Another Jew for Ceasefire

On March 20, 2024, in Latest News, by The Somerville Times

(The opinions and views expressed in the commentaries and letters to the Editor of The Somerville Times belong solely to the authors and do not reflect the views or opinions of The Somerville Times, its staff or publishers)

March 8.
Yellow tulips for International Women’s Day were distributed to participants after thirty-five had gathered in Somerville at Davis Square to mourn the indiscriminate killing in Gaza. Alan Jehlen, attending the protest on Friday said “Ceasefire is the only way to be human.”

“Already 1 percent of the population is dead,” Sen. Pat Jehlen said. “That’s thirty million Americans. 700 in Somerville. Or five people on our street.”

“I’m so appalled,” said Nancy Murray, Cambridge resident who worked for the ACLU. She has visited all the refugee camps including Jabalia recalling the 2,000 lb. bomb Israel dropped there. The death toll was dramatized by a reading of names and ages of Palestinian victims. “The names we just read included several families,” remarked Amina, a student wearing a Kafiya and black mask who asked for her identity to remain private. “The death toll shows that Israel does not discriminate against age, does not discriminate against gender.”

Murray has made twelve visits to Palestine since her first in 1988 after the first Intifada and once walked the width of Gaza with Dr. Mona al Farrar. “People often don’t know that Gaza is 25 miles long and four to six miles wide.”

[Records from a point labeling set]
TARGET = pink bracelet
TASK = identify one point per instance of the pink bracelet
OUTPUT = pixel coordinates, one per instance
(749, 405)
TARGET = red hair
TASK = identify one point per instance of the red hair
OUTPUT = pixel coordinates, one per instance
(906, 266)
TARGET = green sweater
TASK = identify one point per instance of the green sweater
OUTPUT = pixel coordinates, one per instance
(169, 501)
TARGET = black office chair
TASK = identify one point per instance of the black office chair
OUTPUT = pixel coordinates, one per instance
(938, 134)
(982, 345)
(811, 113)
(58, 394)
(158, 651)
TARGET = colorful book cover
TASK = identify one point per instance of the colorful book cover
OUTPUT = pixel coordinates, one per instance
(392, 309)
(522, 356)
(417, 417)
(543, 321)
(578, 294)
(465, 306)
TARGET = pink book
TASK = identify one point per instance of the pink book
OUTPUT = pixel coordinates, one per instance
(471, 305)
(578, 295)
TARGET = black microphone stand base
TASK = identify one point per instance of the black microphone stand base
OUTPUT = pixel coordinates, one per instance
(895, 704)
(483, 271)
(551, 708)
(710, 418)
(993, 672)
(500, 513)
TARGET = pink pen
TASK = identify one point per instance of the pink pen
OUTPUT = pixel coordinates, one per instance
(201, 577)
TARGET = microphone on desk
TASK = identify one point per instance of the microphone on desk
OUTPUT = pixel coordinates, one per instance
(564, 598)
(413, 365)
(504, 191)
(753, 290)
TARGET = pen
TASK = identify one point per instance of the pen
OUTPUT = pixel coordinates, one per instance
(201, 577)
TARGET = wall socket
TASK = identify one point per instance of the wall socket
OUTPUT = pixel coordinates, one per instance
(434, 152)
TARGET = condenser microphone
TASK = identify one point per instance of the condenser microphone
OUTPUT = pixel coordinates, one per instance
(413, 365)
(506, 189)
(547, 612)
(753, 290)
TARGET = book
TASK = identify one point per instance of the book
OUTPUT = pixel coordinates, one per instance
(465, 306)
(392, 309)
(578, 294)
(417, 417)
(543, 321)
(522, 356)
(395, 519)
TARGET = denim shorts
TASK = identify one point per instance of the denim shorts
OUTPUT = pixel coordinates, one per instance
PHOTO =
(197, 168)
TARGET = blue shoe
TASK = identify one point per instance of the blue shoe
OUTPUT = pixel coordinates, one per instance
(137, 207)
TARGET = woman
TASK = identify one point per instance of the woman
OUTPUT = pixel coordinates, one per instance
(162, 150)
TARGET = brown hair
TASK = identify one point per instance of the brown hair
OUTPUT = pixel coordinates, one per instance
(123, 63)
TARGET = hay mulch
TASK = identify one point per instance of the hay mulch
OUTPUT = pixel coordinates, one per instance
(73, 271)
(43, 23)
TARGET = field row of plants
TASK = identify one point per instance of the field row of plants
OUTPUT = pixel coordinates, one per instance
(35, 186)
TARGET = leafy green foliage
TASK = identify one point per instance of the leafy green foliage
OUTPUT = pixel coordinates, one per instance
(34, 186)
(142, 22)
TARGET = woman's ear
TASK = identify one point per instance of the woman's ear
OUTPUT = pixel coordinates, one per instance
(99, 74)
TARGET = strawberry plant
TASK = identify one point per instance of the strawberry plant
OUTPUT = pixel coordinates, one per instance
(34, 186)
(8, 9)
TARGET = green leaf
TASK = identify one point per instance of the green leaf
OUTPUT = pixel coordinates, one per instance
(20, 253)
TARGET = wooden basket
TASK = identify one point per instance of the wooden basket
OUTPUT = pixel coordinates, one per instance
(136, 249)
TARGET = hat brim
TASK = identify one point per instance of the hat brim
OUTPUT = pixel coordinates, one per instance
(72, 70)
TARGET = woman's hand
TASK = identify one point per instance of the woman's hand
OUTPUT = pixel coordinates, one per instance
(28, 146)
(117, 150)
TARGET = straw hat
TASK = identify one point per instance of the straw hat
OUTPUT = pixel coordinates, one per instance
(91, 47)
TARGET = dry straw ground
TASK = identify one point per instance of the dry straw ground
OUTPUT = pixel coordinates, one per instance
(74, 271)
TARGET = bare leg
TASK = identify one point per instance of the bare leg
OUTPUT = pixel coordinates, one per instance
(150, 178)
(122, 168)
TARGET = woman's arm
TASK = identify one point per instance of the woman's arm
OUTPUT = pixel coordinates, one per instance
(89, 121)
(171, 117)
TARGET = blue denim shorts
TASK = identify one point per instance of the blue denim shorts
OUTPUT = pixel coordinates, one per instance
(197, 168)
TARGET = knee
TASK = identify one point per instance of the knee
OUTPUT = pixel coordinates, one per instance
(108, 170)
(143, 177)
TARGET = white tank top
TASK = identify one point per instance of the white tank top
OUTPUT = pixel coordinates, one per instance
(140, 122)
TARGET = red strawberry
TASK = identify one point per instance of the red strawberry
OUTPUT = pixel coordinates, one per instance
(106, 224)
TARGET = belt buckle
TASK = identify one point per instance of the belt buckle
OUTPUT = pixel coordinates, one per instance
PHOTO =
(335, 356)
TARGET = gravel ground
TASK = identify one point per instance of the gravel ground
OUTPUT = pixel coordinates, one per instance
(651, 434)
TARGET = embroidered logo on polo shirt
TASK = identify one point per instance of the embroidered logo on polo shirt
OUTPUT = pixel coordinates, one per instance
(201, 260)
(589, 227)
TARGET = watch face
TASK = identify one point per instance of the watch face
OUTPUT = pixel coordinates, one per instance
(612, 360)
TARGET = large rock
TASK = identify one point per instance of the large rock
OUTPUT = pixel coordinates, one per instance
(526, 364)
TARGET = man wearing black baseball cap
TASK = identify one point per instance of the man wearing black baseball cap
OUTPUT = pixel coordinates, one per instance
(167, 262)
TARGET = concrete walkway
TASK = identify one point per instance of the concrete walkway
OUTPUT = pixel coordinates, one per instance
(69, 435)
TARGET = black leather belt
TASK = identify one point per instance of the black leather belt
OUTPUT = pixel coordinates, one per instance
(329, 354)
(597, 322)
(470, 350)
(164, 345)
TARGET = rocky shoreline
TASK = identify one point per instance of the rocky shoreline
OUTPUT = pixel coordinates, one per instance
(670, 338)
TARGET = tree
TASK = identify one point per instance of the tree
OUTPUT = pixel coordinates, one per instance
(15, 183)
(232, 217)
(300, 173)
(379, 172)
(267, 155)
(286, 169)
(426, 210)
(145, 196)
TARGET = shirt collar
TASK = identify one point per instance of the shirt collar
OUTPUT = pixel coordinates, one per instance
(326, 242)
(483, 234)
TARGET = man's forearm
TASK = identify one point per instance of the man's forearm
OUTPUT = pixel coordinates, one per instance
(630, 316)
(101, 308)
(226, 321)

## Problem set
1. According to the ceasefire commentary, how many times has Nancy Murray visited Palestine?
2. Continue the commentary on the Davis Square ceasefire vigil from the point at which it stops.

## Replies
1. Twelve times.

2.
Alan Jehlen, who has relatives in Israel including an uncle living in a religious kibbutz, spoke at City Hall giving testimony in favor of the ceasefire resolution. His uncle once responded to a riot of Jews against Arabs saying ‘it was a pogrom’, when that word still referred exclusively to mean the mass killing of Jews.

Nancy Murray, also a member of Water Alliance for Water Justice in Palestine commented on death exacted by bombing and starvation, having destroyed an already limited supply of goods. “There was no drinkable water” Murray explained, regarding perilous conditions she observed during the seventeen-year blockade. “500 trucks a day would bring bottled water. Now there’s no water. People are drinking sea water today. The most alarming thing is it is deliberate. 1,000 trucks are blocked at the al-Rafa border. Israel confiscated 1,000 water filters that Britain had bought.”

Generation after Generation Until Total Liberation–a sign Murray introduced me to a woman with Mediterranean blue eyes. She wore a red keffiyeh and red blazer and red boots. “I am Palestinian,” began Somerville resident Hilary Rantisi. Born in Ramallah, she carries her father’s memoir of her family’s eviction in 1948 from Lydda., a strategically important city. “It has a train track and a very important airport that now the Israelis use.” Her father, Audeh Rentisi, was just twelve at the time. “We lost our home, all our belongings. My grandfather had the key to our home,” explaining what has become a symbol used by many artists of the right of return. Sadly it too has been lost.

“It says Free Gaza,” Hilary Rantisi explained of a banner that was held toward College Avenue in Davis square. “The colors red and white represent the Palestinian Flag–That’s why I’m wearing red. The shape of a watermelon is an image seen in many protest signs because there was a period of time when those who flew the flag would be jailed or shot. The artists used the melon as a way to subvert the rule creatively.”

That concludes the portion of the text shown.